### DOCUMENT EXCERPT
*** Block opens ***

The Fruit of the Spirit is Joy

‘Good tidings of great joy’. That is how the angel described the message he brought. It concerned the coming into this scene of the Redeemer, or, as the angel continued, ‘a Saviour, which is Christ the Lord’. Indeed, ‘good tidings of great joy’! We were not there when the proclamation was made – only shepherds were its recipients. Obediently they went to the stable, and saw the Babe lying in a manger, and departed ‘praising and glorifying God’. We believe these historical facts, and though we have never seen the One who is the cause of such joy, ‘yet believing, we rejoice with joy unspeakable and full of glory’,1 Pet. 1. 8.

The epistle which exemplifies joy is that to the Philippians. ‘The whole point of the epistle’, says Bengel, is ‘I do rejoice, do you rejoice?’ Joy fills the epistle. There is the joy of Christian prayer. Says Paul, ‘Always in every prayer of mine for you all making request with joy’, 1. 4. Here is the joy of bringing those we love and those who are dear to us to the mercy seat of God.

*** Block closes ***

### EXERCISE BRIEF
Extend the passage on joy as the fruit of the Spirit, picking up after its last sentence. The data that comes next has no connection to the text on joy as a fruit of the Spirit.

### AVAILABLE DATA
*** Block opens ***

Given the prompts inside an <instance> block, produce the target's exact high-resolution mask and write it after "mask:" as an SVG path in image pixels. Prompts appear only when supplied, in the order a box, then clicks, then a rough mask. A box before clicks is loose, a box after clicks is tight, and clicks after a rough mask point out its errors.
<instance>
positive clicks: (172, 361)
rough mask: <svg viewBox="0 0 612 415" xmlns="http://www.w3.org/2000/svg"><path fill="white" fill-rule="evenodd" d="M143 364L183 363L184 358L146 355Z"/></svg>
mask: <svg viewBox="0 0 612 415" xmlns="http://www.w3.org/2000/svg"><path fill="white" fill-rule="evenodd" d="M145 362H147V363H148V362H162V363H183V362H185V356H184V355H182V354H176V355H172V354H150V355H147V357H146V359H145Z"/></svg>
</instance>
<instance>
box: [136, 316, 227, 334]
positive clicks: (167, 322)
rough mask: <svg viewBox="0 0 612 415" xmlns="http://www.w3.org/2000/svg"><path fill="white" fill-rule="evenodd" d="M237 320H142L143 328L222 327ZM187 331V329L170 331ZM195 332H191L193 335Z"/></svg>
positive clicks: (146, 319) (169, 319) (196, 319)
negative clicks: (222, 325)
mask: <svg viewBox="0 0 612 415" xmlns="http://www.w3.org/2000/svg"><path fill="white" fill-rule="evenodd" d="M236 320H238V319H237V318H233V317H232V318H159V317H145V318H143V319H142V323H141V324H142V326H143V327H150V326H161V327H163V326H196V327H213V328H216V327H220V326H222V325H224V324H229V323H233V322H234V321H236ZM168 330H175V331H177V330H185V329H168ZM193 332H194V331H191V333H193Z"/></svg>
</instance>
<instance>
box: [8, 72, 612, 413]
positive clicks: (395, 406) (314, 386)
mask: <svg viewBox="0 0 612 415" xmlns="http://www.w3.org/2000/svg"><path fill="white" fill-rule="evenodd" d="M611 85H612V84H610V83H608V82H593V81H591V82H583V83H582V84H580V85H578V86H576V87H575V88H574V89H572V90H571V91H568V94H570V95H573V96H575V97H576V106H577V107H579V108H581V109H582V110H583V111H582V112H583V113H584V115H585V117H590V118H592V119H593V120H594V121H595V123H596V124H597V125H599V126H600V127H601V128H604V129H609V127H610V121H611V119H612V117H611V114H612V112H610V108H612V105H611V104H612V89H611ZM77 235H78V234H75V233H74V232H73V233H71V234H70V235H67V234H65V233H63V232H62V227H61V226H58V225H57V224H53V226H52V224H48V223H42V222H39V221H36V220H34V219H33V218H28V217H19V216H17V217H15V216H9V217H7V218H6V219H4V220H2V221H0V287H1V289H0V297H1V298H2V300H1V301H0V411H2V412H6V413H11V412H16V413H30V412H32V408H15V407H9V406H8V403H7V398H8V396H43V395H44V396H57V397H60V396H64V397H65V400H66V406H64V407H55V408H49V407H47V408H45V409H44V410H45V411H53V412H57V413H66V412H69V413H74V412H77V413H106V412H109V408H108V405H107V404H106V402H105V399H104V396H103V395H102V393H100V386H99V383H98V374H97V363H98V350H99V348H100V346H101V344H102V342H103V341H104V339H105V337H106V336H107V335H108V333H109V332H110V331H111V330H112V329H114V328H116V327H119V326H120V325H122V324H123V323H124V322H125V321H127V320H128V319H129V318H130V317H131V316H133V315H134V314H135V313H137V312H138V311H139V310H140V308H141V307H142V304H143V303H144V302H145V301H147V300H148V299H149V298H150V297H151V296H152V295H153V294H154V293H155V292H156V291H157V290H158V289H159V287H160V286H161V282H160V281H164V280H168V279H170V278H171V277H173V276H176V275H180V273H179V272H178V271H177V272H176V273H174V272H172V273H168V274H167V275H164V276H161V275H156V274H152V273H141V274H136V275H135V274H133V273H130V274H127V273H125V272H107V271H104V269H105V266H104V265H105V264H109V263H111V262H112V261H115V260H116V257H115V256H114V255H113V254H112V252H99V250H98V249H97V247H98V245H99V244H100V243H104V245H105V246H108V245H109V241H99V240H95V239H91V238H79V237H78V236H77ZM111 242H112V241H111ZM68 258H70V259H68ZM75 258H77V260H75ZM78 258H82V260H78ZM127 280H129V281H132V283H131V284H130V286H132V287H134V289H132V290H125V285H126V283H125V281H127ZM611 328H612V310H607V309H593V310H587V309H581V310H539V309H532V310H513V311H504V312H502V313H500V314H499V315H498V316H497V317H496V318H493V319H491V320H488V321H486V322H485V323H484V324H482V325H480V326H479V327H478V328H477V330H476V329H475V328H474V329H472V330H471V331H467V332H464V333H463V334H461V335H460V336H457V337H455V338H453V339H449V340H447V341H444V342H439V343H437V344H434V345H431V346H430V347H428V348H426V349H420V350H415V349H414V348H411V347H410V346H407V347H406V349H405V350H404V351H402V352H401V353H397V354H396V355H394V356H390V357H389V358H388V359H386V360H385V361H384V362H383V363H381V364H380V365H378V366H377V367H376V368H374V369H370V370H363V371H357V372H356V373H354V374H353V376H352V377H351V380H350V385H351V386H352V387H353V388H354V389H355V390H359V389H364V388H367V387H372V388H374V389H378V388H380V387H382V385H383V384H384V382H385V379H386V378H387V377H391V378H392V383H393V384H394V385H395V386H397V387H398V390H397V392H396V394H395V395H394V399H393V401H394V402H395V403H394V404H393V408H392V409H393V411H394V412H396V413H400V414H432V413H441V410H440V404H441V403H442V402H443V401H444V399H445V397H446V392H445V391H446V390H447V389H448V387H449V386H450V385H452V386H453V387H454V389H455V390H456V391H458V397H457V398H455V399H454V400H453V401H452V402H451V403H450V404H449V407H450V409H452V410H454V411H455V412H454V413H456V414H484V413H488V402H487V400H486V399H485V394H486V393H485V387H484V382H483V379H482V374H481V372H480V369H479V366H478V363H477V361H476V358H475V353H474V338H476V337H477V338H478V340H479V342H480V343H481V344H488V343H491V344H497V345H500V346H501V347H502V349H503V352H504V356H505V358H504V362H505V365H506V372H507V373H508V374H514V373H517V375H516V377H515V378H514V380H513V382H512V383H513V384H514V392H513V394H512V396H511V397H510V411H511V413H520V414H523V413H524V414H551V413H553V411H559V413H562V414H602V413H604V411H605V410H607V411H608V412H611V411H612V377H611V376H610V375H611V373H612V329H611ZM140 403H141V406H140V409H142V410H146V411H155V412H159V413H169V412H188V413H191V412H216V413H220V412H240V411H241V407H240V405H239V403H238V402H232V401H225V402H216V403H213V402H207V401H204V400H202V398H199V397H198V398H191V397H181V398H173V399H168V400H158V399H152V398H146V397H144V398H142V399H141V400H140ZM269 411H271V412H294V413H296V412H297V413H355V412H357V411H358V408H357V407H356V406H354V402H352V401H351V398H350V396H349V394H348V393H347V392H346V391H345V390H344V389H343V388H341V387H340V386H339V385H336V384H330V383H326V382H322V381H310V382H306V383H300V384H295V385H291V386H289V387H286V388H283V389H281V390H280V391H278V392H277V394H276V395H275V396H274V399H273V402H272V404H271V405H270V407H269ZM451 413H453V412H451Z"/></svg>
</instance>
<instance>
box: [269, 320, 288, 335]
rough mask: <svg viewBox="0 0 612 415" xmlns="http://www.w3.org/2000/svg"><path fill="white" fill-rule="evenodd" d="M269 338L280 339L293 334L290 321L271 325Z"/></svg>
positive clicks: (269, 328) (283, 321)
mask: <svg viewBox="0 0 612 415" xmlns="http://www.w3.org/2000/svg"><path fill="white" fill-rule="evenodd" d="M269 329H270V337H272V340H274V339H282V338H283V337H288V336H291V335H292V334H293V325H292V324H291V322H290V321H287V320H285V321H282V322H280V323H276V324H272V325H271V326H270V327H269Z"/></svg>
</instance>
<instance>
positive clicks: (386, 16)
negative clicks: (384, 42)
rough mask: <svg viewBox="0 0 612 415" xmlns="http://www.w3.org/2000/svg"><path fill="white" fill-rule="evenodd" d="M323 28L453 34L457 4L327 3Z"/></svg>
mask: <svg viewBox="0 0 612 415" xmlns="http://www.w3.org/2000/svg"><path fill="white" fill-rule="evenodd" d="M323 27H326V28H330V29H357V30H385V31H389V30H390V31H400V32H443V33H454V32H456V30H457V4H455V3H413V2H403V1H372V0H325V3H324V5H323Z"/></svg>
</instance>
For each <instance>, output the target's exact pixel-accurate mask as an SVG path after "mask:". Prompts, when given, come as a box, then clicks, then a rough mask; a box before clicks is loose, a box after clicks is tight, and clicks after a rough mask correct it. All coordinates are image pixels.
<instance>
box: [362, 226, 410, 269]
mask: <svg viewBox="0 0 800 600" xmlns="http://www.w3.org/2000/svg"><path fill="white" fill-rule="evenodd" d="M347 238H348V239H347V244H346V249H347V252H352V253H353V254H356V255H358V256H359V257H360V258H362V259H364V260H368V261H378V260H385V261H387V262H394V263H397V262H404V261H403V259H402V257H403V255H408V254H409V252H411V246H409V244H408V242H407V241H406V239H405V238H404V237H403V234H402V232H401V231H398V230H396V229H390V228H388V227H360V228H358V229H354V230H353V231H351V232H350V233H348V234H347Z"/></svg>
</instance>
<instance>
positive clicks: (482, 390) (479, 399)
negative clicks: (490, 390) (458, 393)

*** Block closes ***

### OUTPUT
There is the joy that Christ is preached, ‘Whether in pretence, or in truth, Christ is preached; and I therein do rejoice, yea, and will rejoice’, Paul writes, 1. 18. He rises above the fact that some preached Christ even of envy and strife, and some not sincerely, supposing to add affliction to his bonds. Yet he rises above it all in the knowledge that Christ is preached. When a person enjoys a great blessing surely his first instinct must be to share it, and this is the joy of knowing that the gospel is being preached.

There is the joy of faith, 1. 25. If Christianity does not make us joyful, it will not make anything at all. ‘They looked on Him and were radiant’, Ps. 34. 5, NKJV. There is the joy of Christian fellowship. ‘Fulfil ye my joy, that ye be likeminded, having the same love, being of one accord, of one mind’, 2. 2; compare for reference Ps. 133. 1. There is peace and joy for no one where there are broken human relationships and strife between one and another.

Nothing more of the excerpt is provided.